● **TASK TO COMPLETE**
Identify every line in the records below that contains the string "shirt", and copy each of those lines in full.

= = = = = = =

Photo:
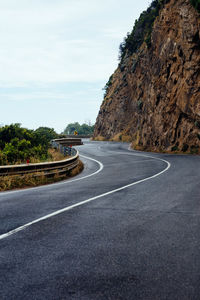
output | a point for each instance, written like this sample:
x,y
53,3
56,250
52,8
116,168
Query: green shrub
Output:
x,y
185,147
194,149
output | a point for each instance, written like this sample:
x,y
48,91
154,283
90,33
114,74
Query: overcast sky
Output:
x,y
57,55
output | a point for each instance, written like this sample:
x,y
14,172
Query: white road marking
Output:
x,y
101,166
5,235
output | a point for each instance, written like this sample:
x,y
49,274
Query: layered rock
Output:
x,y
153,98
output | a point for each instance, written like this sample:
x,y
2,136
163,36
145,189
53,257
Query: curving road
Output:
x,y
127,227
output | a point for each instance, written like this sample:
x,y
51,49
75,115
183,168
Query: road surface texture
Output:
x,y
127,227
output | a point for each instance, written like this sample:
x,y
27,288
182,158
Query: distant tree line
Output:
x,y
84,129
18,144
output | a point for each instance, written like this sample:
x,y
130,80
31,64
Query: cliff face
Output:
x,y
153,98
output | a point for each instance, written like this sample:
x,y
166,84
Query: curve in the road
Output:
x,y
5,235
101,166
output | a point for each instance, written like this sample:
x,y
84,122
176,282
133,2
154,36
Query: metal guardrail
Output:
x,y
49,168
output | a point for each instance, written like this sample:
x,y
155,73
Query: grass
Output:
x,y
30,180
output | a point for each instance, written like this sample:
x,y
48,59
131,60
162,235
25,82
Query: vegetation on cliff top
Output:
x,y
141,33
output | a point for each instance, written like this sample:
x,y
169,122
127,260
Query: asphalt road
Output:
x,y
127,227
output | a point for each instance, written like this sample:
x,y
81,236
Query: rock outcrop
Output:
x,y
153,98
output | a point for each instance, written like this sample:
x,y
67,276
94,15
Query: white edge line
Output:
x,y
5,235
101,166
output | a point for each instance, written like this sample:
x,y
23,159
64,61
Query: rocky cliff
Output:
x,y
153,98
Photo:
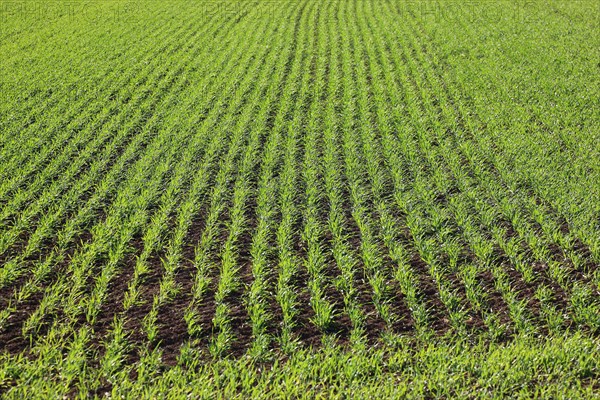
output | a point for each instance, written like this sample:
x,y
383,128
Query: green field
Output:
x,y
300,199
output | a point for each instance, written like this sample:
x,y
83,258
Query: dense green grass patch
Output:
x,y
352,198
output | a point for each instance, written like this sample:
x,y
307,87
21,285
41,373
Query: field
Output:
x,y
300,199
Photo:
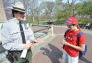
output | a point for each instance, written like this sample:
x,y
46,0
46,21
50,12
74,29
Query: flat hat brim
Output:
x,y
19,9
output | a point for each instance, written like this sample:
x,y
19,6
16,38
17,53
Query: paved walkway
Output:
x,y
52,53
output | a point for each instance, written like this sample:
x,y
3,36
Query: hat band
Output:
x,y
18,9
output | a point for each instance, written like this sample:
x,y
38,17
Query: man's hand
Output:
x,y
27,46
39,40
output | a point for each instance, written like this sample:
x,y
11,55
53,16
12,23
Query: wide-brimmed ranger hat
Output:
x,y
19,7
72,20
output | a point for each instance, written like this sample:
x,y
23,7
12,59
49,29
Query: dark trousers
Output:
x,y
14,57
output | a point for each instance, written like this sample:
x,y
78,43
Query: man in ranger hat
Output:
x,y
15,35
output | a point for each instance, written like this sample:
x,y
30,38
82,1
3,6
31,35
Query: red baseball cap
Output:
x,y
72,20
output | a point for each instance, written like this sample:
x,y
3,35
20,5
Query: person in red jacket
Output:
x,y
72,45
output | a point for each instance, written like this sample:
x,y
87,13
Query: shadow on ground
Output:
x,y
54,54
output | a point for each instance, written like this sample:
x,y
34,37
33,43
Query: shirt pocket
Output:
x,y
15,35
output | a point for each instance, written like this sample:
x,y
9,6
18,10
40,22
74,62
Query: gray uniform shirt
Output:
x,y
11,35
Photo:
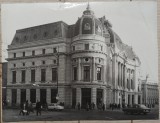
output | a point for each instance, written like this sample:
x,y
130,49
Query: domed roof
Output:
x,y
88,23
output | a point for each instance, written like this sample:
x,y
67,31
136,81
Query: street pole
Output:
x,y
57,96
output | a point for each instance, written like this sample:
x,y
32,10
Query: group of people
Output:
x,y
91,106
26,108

= = = = = = =

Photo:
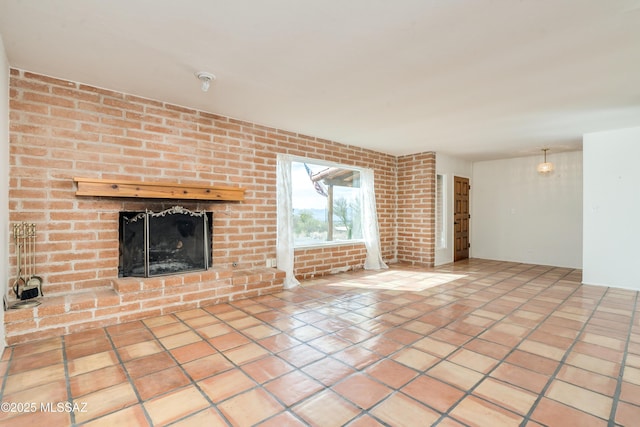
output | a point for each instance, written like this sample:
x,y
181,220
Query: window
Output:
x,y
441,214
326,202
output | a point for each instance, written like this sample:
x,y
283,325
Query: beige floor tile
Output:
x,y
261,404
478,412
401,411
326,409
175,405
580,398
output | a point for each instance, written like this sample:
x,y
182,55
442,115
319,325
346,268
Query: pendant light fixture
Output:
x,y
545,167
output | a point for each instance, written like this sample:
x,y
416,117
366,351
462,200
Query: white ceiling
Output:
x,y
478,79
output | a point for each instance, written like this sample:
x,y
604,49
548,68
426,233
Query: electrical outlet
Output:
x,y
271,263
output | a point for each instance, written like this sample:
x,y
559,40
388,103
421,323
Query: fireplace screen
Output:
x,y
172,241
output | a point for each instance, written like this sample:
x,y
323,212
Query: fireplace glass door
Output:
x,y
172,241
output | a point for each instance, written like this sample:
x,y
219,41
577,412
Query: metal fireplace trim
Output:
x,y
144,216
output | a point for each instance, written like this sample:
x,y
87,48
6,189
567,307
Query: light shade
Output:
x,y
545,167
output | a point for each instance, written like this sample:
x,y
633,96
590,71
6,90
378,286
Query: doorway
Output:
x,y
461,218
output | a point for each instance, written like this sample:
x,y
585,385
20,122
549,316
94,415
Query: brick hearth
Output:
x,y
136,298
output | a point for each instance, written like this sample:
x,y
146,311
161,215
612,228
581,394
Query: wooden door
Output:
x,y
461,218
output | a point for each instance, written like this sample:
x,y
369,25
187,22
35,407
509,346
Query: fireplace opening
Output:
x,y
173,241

= = = = = = =

● **RESULT FOR THIS TASK**
Query: shirt pocket
Query: gray uniform shirt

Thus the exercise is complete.